-- start --

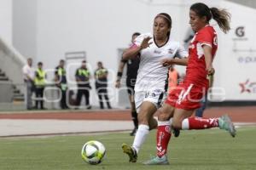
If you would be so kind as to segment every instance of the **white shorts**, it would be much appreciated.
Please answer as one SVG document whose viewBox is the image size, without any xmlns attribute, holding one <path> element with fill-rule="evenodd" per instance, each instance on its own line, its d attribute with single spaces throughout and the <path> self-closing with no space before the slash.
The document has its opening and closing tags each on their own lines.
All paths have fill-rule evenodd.
<svg viewBox="0 0 256 170">
<path fill-rule="evenodd" d="M 135 91 L 134 101 L 136 110 L 138 113 L 140 107 L 144 101 L 151 102 L 158 109 L 161 106 L 166 94 L 164 90 L 161 89 L 151 89 L 148 91 Z"/>
</svg>

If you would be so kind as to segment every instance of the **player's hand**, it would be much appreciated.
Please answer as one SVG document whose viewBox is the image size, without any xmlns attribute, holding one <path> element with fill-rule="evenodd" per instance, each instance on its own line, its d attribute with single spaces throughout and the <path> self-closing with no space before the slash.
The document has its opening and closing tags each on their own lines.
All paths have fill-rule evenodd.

-- end --

Arrange every line of the rows above as a numbered list, leaving out blank lines and the pictures.

◆ SOLUTION TO THIS EXERCISE
1. If you would be so kind as to segment every instance of the **white shorts**, it would be much appreciated.
2. Please answer as one SVG document whose viewBox is the image size, without any xmlns attribute, holding one <path> element with fill-rule="evenodd" per instance, each instance on its own line, its d attribute with single spaces throughout and the <path> self-closing with no space before the slash.
3. The document has its opening and closing tags each on their own lines.
4. All paths have fill-rule evenodd.
5. <svg viewBox="0 0 256 170">
6. <path fill-rule="evenodd" d="M 135 91 L 134 101 L 136 110 L 138 113 L 140 107 L 144 101 L 151 102 L 158 109 L 161 106 L 166 94 L 164 90 L 161 89 L 151 89 L 148 91 Z"/>
7. </svg>
8. If you would be so kind as to segment every instance of the **player's hand**, it would be much appreciated.
9. Please answer as one SVG document whose viewBox is the image size, without any xmlns attribute, holding one <path> element with fill-rule="evenodd" per instance, each instance on its own line, its d attribute with single spaces throughout and the <path> self-closing with no space before the slash.
10. The document has its opening and closing tags each on their own lines.
11. All paths have fill-rule evenodd.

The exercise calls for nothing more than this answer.